• _Exercise goal_: Return, without any change, the lines between the line holding "For each instance of the yellow" and the line holding "(1012, 182)", inclusive, and nothing else.
— BEGIN Data lines —
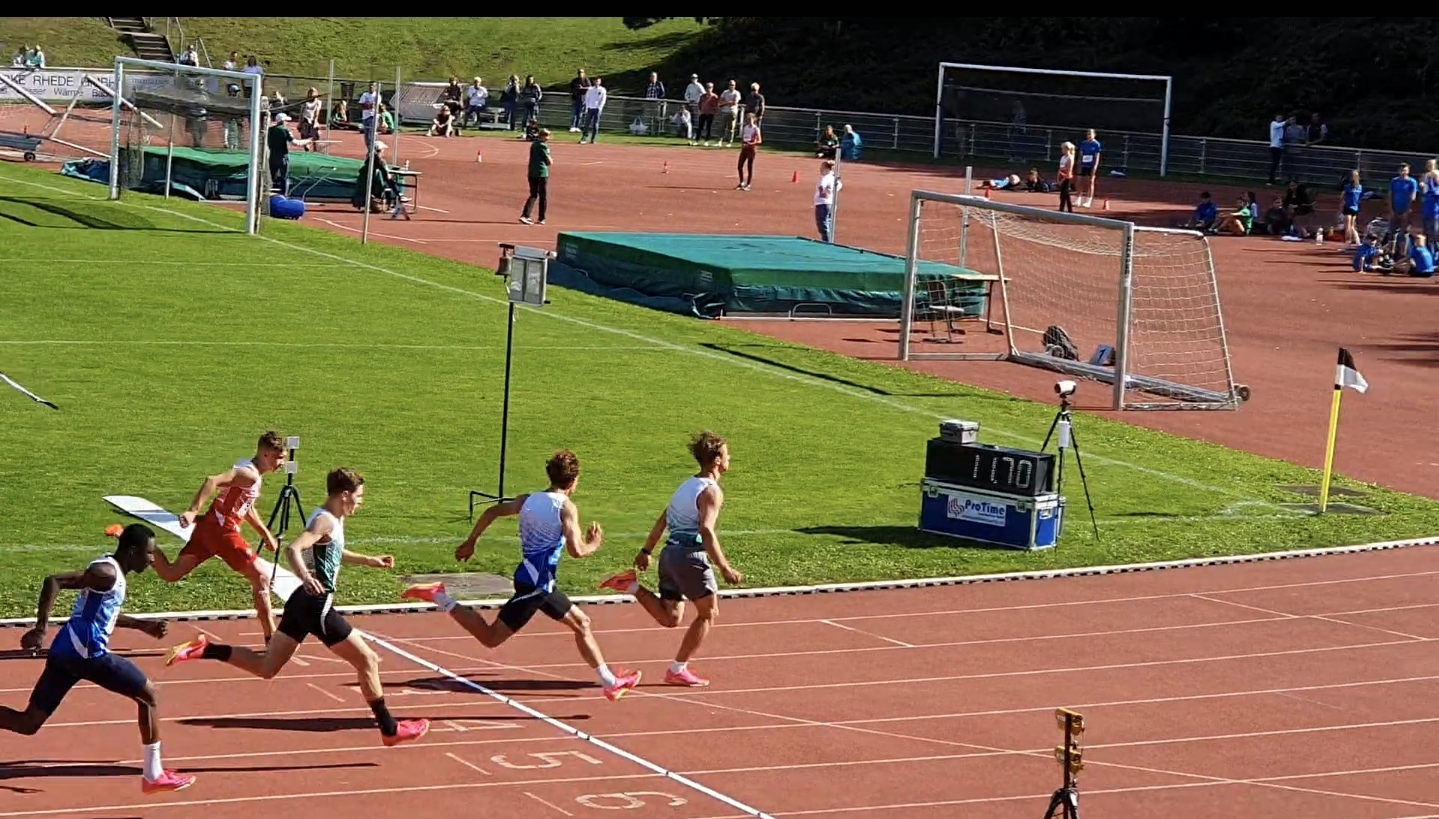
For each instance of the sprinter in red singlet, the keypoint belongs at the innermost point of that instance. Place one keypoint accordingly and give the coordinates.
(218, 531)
— END Data lines —
— BEGIN Data lines —
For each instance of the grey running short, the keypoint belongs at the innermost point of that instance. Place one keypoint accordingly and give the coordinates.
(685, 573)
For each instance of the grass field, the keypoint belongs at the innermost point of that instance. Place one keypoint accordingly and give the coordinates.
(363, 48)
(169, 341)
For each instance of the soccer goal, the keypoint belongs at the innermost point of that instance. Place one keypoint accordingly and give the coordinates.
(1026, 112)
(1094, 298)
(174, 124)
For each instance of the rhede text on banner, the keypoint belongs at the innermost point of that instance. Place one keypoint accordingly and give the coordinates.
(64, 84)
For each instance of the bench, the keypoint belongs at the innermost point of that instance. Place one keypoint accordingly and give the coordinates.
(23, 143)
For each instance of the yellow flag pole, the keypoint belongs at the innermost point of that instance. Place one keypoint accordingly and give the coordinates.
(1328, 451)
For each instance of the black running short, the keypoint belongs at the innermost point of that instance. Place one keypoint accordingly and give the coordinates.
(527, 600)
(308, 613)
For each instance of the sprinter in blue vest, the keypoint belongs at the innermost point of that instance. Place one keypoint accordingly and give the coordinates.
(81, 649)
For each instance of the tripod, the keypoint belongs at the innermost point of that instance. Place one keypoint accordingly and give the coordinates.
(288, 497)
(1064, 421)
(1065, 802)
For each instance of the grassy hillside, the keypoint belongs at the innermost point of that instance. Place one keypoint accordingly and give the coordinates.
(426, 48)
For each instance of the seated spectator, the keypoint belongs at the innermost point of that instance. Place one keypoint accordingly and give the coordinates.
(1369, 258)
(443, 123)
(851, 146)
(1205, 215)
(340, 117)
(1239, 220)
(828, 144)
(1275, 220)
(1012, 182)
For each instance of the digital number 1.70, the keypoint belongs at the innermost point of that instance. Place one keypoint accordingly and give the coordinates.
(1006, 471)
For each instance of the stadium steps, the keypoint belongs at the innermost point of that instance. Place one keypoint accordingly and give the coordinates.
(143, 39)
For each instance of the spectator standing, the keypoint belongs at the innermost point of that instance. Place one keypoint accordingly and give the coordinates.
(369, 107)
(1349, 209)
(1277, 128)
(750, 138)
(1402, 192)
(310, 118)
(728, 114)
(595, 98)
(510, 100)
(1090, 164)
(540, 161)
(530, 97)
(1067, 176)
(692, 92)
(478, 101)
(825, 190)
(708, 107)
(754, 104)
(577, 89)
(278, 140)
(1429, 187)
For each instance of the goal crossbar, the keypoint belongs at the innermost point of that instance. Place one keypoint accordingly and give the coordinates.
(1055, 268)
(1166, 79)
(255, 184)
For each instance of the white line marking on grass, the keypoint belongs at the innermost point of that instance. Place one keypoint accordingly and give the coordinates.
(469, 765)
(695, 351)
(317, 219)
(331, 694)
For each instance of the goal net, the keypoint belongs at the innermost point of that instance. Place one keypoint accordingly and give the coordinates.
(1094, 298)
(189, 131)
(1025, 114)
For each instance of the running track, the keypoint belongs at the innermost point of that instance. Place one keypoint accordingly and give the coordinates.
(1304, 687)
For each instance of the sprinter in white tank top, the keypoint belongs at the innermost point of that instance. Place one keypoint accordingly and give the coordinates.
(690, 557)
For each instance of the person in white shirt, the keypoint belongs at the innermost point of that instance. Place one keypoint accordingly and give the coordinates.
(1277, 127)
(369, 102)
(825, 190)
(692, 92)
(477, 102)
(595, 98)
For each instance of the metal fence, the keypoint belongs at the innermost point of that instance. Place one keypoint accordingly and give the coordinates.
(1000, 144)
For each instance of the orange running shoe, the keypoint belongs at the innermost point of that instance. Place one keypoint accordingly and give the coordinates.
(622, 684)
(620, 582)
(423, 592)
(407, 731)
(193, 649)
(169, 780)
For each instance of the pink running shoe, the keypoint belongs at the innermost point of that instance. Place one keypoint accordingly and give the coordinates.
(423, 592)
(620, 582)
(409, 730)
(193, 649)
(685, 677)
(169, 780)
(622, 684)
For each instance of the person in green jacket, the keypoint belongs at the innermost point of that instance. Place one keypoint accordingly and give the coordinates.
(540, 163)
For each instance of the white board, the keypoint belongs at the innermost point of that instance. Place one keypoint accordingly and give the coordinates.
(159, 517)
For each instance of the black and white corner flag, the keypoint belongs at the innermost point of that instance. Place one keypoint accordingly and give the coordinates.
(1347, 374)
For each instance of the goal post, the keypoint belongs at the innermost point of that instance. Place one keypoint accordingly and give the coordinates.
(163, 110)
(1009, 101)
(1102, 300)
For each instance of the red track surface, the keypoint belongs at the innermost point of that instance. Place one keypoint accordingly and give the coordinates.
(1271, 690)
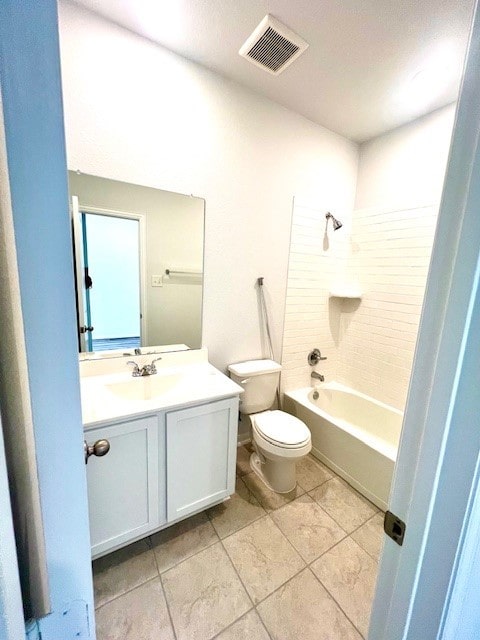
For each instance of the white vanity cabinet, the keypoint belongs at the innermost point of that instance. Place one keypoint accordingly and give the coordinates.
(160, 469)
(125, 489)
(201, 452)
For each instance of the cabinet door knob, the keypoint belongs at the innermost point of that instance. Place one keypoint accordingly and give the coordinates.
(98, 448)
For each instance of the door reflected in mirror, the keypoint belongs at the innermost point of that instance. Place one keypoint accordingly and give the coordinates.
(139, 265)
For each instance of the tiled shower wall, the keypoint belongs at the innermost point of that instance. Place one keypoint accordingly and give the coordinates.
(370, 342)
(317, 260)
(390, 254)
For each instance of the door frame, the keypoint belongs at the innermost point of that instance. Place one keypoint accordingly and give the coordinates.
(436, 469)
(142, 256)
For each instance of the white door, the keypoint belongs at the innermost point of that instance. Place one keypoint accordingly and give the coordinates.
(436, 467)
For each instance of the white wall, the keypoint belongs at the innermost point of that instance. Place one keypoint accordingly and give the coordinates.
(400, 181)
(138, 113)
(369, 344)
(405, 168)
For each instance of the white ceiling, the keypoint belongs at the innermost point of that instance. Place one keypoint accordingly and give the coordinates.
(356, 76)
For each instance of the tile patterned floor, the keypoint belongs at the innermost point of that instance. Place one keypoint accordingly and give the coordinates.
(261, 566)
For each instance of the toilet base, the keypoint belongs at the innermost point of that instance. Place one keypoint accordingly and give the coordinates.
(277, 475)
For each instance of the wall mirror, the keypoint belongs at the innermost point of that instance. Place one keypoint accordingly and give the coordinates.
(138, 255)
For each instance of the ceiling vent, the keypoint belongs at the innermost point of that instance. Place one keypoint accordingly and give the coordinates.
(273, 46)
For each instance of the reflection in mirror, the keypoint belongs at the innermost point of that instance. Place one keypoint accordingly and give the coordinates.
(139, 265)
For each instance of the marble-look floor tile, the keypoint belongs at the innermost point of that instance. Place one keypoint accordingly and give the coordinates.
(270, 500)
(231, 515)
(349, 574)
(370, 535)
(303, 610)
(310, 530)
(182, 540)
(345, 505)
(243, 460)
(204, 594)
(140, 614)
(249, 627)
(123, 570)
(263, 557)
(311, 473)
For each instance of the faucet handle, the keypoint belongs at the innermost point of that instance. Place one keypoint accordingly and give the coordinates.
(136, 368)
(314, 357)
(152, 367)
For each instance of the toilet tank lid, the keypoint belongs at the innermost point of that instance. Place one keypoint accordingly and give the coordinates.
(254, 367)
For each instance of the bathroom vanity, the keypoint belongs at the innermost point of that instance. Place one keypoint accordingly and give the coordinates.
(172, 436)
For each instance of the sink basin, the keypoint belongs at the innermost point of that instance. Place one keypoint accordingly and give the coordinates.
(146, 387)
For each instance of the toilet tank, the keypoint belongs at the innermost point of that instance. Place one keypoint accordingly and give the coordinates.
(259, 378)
— END Data lines —
• _Result of the task_:
For each instance of the yellow flag pole, the keypoint belongs at the innermost point of that instance. Place one keypoint accordingly and give the coordinates.
(1328, 451)
For each instance of the black running short, the keypoint belongs at the innermost point of that instance. Place one keypoint accordingly and give the coordinates.
(527, 600)
(308, 613)
For each instance of the sprinter in blue vest, the keypoint belongs at the innermost point of that instance. Place one keypoint accordingly and give the coordinates.
(81, 649)
For each instance of the tripod, the keypoint belongs at the innermost point of that instance. Place one keypoint accordingly and give the coordinates.
(288, 497)
(1064, 421)
(1065, 802)
For each instance of the grassy hillside, the keypoint belongs at the innermost point of that instance. Place one keypoint accordingly and give the coordinates.
(426, 48)
For each instance of the seated spectator, the keypoint belongs at the innermost point of that instance. Place one keypoint accordingly and give the coordinates.
(1369, 258)
(443, 123)
(851, 146)
(1205, 215)
(340, 117)
(1239, 220)
(828, 144)
(1275, 220)
(1012, 182)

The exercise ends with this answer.